Volkswagen plans to invest another $600 million in its Chattanooga assembly plant and hire another 2,000 workers to start making a sports utility vehicle by the end of 2016.

More than a third of that investment will initially come from state and local governments who agreed to pump more than $230 million of upfront tax dollars into the project to woo VW into expanding in Chattanooga rather than at its other major North American plant in Puebla, Mexico where labor costs are far lower.

Combined with other property tax breaks, TVA incentives, road projects and other potential tax credits, Volkswagen could qualify for more than $300 million of grants, credits and other government assistance over the next decade, Chattanooga Mayor Andy Berke said Monday.

Berke said the nearly $300 million incentive package that was leaked to the media earlier this year as part of the negotiations for VW's expansion was based on 1,350 jobs.

"Now we have 2,000," Berke said.

:: Provided material ::
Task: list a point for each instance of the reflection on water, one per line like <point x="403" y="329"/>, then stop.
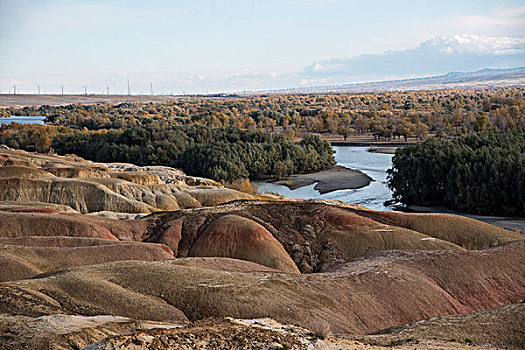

:: Set problem ::
Reproduce the Volkswagen expansion article from "Berke said the" to "on 1,350 jobs.", switching "negotiations" to "talks".

:: Full solution ::
Berke said the nearly $300 million incentive package that was leaked to the media earlier this year as part of the talks for VW's expansion was based on 1,350 jobs.